TO BE DONE
Extract every line in the records that contains the word "white".

Collection entries

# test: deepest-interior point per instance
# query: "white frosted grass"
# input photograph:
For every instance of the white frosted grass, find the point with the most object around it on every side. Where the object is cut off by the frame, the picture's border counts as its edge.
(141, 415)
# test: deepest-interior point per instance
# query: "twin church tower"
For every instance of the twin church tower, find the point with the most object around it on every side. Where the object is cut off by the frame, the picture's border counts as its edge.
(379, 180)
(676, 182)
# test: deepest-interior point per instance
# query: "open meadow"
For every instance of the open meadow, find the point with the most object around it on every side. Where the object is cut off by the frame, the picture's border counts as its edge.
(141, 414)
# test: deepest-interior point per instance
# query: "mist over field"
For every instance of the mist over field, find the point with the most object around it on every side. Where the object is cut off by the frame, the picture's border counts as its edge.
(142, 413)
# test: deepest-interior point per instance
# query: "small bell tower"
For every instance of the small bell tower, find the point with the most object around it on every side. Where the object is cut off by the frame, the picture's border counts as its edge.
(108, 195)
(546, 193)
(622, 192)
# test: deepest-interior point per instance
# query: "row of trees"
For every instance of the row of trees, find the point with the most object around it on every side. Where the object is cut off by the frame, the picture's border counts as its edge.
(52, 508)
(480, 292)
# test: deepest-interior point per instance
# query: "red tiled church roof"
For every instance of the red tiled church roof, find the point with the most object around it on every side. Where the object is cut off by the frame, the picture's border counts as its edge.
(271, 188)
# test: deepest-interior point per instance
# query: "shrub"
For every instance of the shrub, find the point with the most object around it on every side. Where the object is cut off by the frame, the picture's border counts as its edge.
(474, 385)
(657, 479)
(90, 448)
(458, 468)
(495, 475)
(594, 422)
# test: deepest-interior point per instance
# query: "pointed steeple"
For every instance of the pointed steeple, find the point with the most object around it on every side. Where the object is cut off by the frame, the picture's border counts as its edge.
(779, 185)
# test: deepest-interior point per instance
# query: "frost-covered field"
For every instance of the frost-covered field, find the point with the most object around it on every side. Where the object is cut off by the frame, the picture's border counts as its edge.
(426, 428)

EXPECTED ANSWER
# query: "white frosted grass"
For every instance of the white frosted grass, find the point with the most object around it on every side. Where the object is cut off by the frame, the picture's border counts as its edge.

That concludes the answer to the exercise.